▸ **Your task**: The answer must be every record below, repeated exactly.

-*-*-

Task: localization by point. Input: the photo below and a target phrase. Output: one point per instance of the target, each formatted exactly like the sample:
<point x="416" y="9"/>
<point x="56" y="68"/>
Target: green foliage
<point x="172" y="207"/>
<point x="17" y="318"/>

-*-*-

▸ **Response to the exercise**:
Task: localization by point. Input: the photo below and a target phrase. Output: one point per instance of the target, each formatted exactly like the sample:
<point x="416" y="9"/>
<point x="56" y="68"/>
Target: green foliage
<point x="172" y="207"/>
<point x="17" y="318"/>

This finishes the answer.